# [Information shown]
——

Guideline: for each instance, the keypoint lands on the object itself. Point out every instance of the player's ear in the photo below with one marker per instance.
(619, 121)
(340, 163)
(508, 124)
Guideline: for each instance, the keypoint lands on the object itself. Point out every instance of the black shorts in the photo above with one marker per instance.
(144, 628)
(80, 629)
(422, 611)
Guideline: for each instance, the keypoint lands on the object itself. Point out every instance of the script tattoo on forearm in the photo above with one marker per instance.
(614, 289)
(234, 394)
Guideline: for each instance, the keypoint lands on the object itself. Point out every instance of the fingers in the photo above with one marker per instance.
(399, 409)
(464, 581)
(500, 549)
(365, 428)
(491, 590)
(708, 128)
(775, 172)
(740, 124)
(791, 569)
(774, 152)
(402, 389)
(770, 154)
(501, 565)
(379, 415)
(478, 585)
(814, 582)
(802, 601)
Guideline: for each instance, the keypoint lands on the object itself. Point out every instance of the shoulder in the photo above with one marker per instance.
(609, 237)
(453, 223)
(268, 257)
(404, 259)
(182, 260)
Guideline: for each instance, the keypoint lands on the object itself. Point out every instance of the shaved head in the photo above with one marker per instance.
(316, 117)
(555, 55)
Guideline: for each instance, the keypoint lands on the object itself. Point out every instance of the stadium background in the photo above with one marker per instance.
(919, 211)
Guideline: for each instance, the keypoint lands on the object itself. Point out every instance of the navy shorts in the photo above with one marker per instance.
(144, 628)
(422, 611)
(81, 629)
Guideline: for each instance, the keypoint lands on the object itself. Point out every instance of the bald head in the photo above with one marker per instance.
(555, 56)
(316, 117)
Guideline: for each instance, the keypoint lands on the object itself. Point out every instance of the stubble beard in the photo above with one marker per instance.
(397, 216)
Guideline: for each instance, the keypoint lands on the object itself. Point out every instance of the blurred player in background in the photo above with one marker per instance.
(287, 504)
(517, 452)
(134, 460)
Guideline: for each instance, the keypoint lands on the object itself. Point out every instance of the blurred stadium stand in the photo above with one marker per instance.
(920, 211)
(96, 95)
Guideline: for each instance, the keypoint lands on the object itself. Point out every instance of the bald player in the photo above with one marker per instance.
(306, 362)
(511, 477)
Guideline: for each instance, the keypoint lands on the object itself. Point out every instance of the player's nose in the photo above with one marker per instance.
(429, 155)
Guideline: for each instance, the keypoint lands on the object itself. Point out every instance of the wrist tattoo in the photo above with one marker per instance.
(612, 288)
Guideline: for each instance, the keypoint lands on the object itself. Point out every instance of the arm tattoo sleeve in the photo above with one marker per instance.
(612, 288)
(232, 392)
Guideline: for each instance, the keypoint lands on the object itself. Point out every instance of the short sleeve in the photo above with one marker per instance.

——

# [Directive]
Rescale the data from the line with "the player's nose" through the end of the data, both ends included, by repeating every line with only the answer coordinates changed. Multiply each coordinate by 2.45 and round to a whole number, with halves rounded up.

# [Exercise answer]
Guideline: for each instance, the keypoint lands on the object itself. Point out every instance of the player's nose in the photo above with one marker per instance.
(1051, 380)
Guideline: for each instance, the keypoint lands on the object itself. Point out every instance of the wrist tattoo in the photo above with one marker per instance.
(1499, 706)
Guideline: for each instance, the keypoint lands on the object itself. Point out every instance of the arm tattoo sleeve in the photo above with one marker per instance.
(1499, 706)
(568, 960)
Guideline: for each instance, the keypoint lands on the object itself. Point out every instance of the short sleeve in the photo above with one marker per instance.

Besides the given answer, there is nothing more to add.